#### TASK BRIEF:
Could you turn the records below into a Markdown table with the columns Row and Line, giving each non-blank line its own numbered row and leaving the pictures out?
((
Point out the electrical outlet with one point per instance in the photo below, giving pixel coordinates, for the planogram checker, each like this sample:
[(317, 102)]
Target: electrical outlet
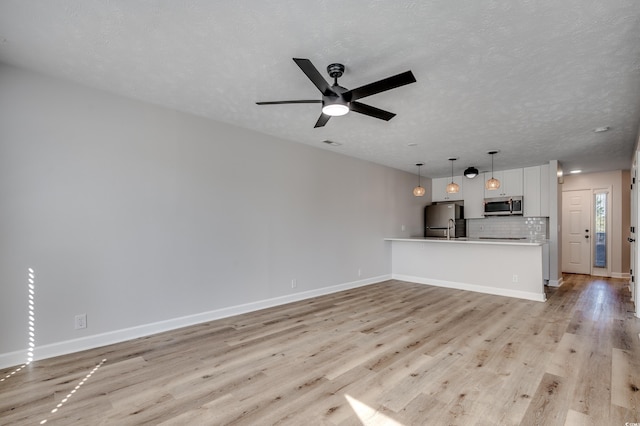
[(81, 321)]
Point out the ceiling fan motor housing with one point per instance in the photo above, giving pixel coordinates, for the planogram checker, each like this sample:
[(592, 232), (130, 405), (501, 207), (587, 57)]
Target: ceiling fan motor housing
[(335, 70)]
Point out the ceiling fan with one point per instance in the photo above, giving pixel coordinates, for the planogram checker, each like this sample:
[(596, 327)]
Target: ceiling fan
[(337, 100)]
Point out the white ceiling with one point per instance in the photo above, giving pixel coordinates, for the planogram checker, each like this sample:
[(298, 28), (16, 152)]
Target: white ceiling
[(529, 78)]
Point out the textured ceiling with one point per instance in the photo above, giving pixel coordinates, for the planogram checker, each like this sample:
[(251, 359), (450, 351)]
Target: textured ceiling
[(529, 78)]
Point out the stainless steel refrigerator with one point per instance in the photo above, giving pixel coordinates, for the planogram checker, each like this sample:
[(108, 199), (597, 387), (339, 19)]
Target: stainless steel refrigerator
[(444, 220)]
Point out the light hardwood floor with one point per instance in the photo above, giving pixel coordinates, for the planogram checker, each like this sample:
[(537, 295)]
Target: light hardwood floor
[(392, 353)]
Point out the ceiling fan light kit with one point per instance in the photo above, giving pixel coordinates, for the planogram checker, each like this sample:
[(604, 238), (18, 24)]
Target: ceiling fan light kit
[(337, 100)]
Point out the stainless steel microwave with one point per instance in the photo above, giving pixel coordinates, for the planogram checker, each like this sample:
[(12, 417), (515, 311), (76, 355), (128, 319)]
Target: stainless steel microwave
[(503, 206)]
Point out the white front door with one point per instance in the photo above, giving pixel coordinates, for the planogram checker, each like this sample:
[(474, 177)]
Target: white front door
[(576, 231)]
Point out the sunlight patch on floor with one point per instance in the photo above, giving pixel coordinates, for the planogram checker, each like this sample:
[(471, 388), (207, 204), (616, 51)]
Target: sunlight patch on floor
[(369, 416)]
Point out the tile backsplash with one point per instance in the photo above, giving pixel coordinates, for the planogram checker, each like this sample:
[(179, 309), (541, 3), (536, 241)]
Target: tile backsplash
[(535, 228)]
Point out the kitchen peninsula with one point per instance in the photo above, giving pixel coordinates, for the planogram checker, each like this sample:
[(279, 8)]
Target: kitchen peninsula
[(504, 267)]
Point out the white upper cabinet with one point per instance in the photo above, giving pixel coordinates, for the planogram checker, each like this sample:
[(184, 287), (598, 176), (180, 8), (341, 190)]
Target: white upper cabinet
[(474, 197), (439, 189), (510, 183), (536, 191)]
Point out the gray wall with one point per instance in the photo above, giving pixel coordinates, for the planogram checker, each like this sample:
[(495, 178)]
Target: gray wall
[(136, 214)]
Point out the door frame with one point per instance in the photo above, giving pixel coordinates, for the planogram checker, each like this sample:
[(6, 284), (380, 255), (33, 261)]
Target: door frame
[(595, 271), (634, 286), (565, 241)]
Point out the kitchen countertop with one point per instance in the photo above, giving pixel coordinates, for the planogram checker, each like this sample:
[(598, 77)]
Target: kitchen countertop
[(465, 240)]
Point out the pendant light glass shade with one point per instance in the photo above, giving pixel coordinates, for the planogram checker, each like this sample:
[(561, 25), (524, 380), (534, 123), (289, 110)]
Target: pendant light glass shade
[(453, 187), (418, 191), (492, 183)]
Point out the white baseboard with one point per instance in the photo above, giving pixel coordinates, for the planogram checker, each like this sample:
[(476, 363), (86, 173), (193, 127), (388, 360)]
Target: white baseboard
[(538, 297), (90, 342), (623, 275)]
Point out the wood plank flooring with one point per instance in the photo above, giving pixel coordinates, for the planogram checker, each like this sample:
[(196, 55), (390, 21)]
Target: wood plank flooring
[(393, 353)]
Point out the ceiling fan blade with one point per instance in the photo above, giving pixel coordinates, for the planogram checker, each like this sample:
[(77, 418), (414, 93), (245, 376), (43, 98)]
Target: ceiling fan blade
[(316, 78), (309, 101), (380, 86), (322, 120), (371, 111)]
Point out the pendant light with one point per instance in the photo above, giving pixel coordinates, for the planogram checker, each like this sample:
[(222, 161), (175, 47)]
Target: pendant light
[(493, 183), (471, 172), (453, 187), (418, 191)]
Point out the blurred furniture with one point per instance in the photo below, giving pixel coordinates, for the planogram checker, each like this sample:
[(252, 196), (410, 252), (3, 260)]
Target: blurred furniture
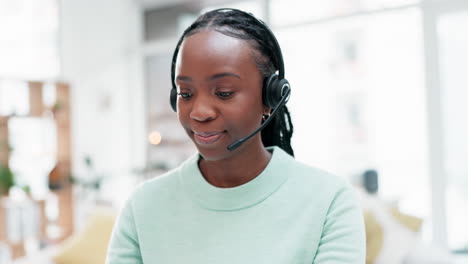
))
#### RESULT OF THE TASK:
| Row | Line |
|---|---|
| 1 | Point out the electrical outlet with one point per instance in the photo below, giving pixel coordinates, for the planogram checker, each like this sample: |
| 2 | [(317, 102)] |
| 3 | Target: electrical outlet |
| 4 | [(81, 321)] |
| 5 | Point out the ceiling fan motor housing with one point per instance in the photo above, giving pixel coordinates, for the planogram checker, each like this sample: |
| 6 | [(592, 232), (130, 405), (501, 207), (587, 57)] |
| 7 | Target: ceiling fan motor housing |
| 8 | [(335, 70)] |
| 9 | Point out the ceiling fan with one point per instance in the photo above, giving pixel coordinates, for the planogram checker, each like this sample: |
| 10 | [(596, 327)] |
| 11 | Target: ceiling fan |
| 12 | [(337, 100)] |
| 13 | Point out the white ceiling with one point per instance in the photo above, giving pixel coordinates, for the planogram checker, each like this sample: |
| 14 | [(298, 28), (16, 152)] |
| 15 | Target: white ceiling |
| 16 | [(529, 78)] |
| 17 | Point out the textured ceiling with one point per instance in the photo above, giving pixel coordinates, for the planogram checker, each like this sample: |
| 18 | [(251, 359), (450, 351)] |
| 19 | Target: textured ceiling |
| 20 | [(529, 78)] |
| 21 | Point out the stainless steel refrigerator with one point per instance in the photo above, giving pixel coordinates, for the planogram checker, each like this sample: |
| 22 | [(108, 199), (597, 387), (339, 19)] |
| 23 | Target: stainless steel refrigerator |
| 24 | [(444, 220)] |
| 25 | Point out the light hardwood floor with one point per instance in the photo above, giving pixel coordinates, for the planogram checker, each like this sample: |
| 26 | [(537, 295)] |
| 27 | Target: light hardwood floor |
| 28 | [(392, 353)] |
| 29 | Point out the ceiling fan light kit with one point per instance in the photo above, giving pixel coordinates, for the planogram checker, each like this sample: |
| 30 | [(604, 238), (18, 24)] |
| 31 | Target: ceiling fan light kit |
| 32 | [(337, 100)] |
| 33 | Point out the stainless steel microwave with one point per instance in the photo above, giving pixel coordinates, for the planogram checker, each like this sample: |
| 34 | [(12, 417), (515, 311), (76, 355), (128, 319)] |
| 35 | Target: stainless steel microwave |
| 36 | [(503, 206)] |
| 37 | Point out the white front door with one point per instance in the photo above, giving pixel coordinates, for the planogram checker, each like this sample: |
| 38 | [(474, 177)] |
| 39 | Target: white front door |
| 40 | [(576, 231)] |
| 41 | Point out the sunlight patch on floor with one point per instance in the photo above, giving pixel coordinates, for the planogram checker, each like this sample: |
| 42 | [(471, 388), (207, 204), (616, 51)] |
| 43 | Target: sunlight patch on floor |
| 44 | [(369, 416)] |
| 45 | Point out the tile backsplash with one point per instance in the photo above, giving pixel coordinates, for the planogram checker, each like this sample: |
| 46 | [(179, 309), (541, 3), (536, 241)] |
| 47 | Target: tile backsplash |
| 48 | [(535, 228)] |
| 49 | Point out the kitchen peninsula with one point per instance in the photo above, giving pixel coordinates, for the planogram checker, each like this sample: |
| 50 | [(279, 8)] |
| 51 | Target: kitchen peninsula |
| 52 | [(504, 267)] |
| 53 | Point out the white upper cabinet with one point per instance in the photo above, giving pixel coordinates, for the planogram checker, each like this sample: |
| 54 | [(184, 287), (598, 176), (180, 8), (341, 190)] |
| 55 | Target: white upper cabinet |
| 56 | [(474, 197), (439, 189), (510, 183), (536, 191)] |
| 57 | Point out the gray wall with one point per instance in the photo above, giving pixel coordinates, for the planogram checker, each like this sample: |
| 58 | [(495, 178)] |
| 59 | Target: gray wall |
| 60 | [(136, 214)] |
| 61 | Point out the door frame with one point per instance in the photo above, giving pixel coordinates, for the planogram checker, each like this sample: |
| 62 | [(6, 284), (380, 255), (33, 261)] |
| 63 | Target: door frame |
| 64 | [(595, 271), (634, 286), (565, 241)] |
| 65 | Point out the kitchen countertop with one point per instance in the photo above, giving pixel coordinates, for the planogram checker, each like this sample: |
| 66 | [(598, 77)] |
| 67 | Target: kitchen countertop |
| 68 | [(465, 240)] |
| 69 | Point out the pendant light glass shade with one point per instance in the photo above, giving pixel coordinates, for the planogram checker, each like this sample: |
| 70 | [(561, 25), (524, 380), (534, 123), (289, 110)] |
| 71 | Target: pendant light glass shade |
| 72 | [(453, 187), (418, 191), (492, 183)] |
| 73 | Point out the white baseboard with one point per instance in the photo above, giving pixel coordinates, for the planogram checker, each like this sample: |
| 74 | [(476, 363), (86, 173), (193, 127), (388, 360)] |
| 75 | Target: white baseboard |
| 76 | [(538, 297), (90, 342), (623, 275)] |
| 77 | Point out the wood plank flooring with one point per instance in the photo above, giving pixel coordinates, for the planogram checker, each like this sample: |
| 78 | [(196, 55), (390, 21)] |
| 79 | Target: wood plank flooring |
| 80 | [(393, 353)] |
| 81 | Point out the ceiling fan blade with one point per instance in the photo above, giving pixel coordinates, for the planogram checker, each like this sample: |
| 82 | [(77, 418), (414, 93), (245, 376), (43, 98)] |
| 83 | Target: ceiling fan blade |
| 84 | [(316, 78), (309, 101), (380, 86), (322, 120), (371, 111)] |
| 85 | Point out the pendant light with one point per instance in the photo above, giving pixel coordinates, for the planogram checker, each like this sample: |
| 86 | [(222, 161), (175, 47)] |
| 87 | Target: pendant light |
| 88 | [(493, 183), (471, 172), (453, 187), (418, 191)] |
| 89 | Point out the blurred furniture with one point per instance in the photo below, giving pixel coordinates, for the planogram checker, each like this sample: |
| 90 | [(252, 196), (410, 252), (3, 260)] |
| 91 | Target: blurred furniture |